**Short problem**
Below are records to be output exactly, every one of them.

++++ Dataset rows ++++

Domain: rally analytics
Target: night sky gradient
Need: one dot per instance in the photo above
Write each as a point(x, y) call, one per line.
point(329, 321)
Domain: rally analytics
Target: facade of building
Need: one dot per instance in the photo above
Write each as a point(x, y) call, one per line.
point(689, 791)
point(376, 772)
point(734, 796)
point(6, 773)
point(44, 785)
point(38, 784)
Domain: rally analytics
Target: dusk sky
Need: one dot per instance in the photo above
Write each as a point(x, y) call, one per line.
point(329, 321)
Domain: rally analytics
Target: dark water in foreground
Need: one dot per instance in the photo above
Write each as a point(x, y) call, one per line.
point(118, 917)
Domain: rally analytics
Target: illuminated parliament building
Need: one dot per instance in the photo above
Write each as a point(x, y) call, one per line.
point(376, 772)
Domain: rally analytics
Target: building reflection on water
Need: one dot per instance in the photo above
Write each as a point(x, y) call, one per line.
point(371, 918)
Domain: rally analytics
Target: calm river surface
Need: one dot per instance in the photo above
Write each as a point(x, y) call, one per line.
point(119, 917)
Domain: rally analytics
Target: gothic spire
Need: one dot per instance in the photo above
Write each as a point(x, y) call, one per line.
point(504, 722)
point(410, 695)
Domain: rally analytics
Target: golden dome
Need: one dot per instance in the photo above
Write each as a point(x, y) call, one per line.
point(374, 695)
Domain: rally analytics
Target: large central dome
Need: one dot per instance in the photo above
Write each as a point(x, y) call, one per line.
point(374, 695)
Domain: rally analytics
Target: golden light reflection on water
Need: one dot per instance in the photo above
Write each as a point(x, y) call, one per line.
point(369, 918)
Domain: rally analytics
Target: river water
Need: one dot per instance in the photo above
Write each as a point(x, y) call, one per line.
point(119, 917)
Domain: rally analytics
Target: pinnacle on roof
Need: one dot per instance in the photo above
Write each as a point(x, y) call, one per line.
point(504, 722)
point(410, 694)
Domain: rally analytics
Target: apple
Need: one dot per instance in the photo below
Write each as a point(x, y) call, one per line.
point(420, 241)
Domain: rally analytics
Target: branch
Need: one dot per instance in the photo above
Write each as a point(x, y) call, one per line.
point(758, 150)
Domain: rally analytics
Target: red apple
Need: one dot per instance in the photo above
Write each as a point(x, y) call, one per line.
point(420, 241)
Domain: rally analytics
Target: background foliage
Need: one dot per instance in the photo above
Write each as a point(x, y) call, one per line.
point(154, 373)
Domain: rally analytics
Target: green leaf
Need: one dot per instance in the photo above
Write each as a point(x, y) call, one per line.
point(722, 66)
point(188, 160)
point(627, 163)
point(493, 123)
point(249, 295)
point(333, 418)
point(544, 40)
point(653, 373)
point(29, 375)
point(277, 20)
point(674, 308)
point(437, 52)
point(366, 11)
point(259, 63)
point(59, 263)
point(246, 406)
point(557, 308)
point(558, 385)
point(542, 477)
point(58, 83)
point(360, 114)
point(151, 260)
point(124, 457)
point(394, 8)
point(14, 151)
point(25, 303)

++++

**Answer below**
Domain: rally analytics
Target: night sky gradient
Need: one dot per instance in the photo above
Write each as a point(x, y) call, one per line.
point(329, 321)
Domain: rally analytics
Target: facade of building
Need: one dot per instance in the photo above
Write each as a point(x, y) call, one per line.
point(689, 791)
point(376, 772)
point(734, 796)
point(6, 773)
point(44, 785)
point(38, 784)
Domain: rally analytics
Target: dusk sky
Need: one dot per instance in the photo above
Write each as a point(x, y) call, one per line.
point(329, 321)
Domain: rally analytics
Target: dark water in foreground
Need: one dot per instance in the photo above
Write each as a point(x, y) call, one per line.
point(118, 917)
Domain: rally analytics
Target: illuminated parliament building
Need: one dot per instance in the photo above
Write each as a point(x, y) call, one per line.
point(376, 772)
Domain: rally analytics
Target: building reflection on water
Need: one dot per instance in the photo above
Write each as a point(x, y) call, one per line.
point(371, 918)
Domain: rally analytics
Target: calm river surface
Need: one dot per instance in the photo above
Write each as a point(x, y) call, one per line.
point(119, 917)
Domain: rally analytics
Target: gothic spire
Need: one dot per instance in the photo above
Write each as a point(x, y) call, one per line.
point(504, 722)
point(410, 695)
Domain: rally analytics
Target: golden dome
Need: one dot per instance in the photo above
Write each as a point(x, y) call, one per line.
point(374, 695)
Domain: rally analytics
Target: large central dome
Need: one dot per instance in the photo above
Write each as a point(x, y) call, one per line.
point(374, 695)
Domain: rally analytics
Target: golden light reflection on water
Need: one dot per instance in the photo above
Write each as a point(x, y) call, one per line.
point(369, 918)
Domain: rally analytics
Target: river water
Need: one dot per instance in the photo above
Write each as a point(x, y) call, one per line.
point(119, 917)
Domain: rally analytics
Target: pinnacle on roof
Need: one dot per instance in the photo above
Write each as a point(x, y) call, one per line.
point(504, 722)
point(410, 694)
Domain: rally analytics
Target: apple
Need: one dot per instance in the photo below
Write each as a point(x, y) call, one per line.
point(420, 241)
Domain: rally analytics
Target: branch
Need: one dot per instance in the photo above
Write each as a point(x, y) call, one per line.
point(758, 150)
Domain: rally analytics
Target: red apple
Need: one dot per instance in the photo above
Write each as a point(x, y) call, one per line.
point(420, 241)
Domain: rally analytics
Target: background foliage
Need: one dot per instance in the photo above
Write each as a point(x, y) call, one per line.
point(154, 373)
Domain: rally analytics
Target: green leaf
Need: one dot per instance in the photo above
Write each as a point(x, y) call, one per line.
point(722, 66)
point(188, 160)
point(627, 163)
point(493, 123)
point(249, 295)
point(333, 418)
point(544, 40)
point(653, 373)
point(29, 375)
point(277, 20)
point(674, 308)
point(437, 52)
point(366, 11)
point(259, 63)
point(59, 263)
point(246, 406)
point(557, 308)
point(558, 385)
point(542, 477)
point(58, 83)
point(360, 114)
point(151, 260)
point(124, 457)
point(394, 8)
point(14, 151)
point(25, 303)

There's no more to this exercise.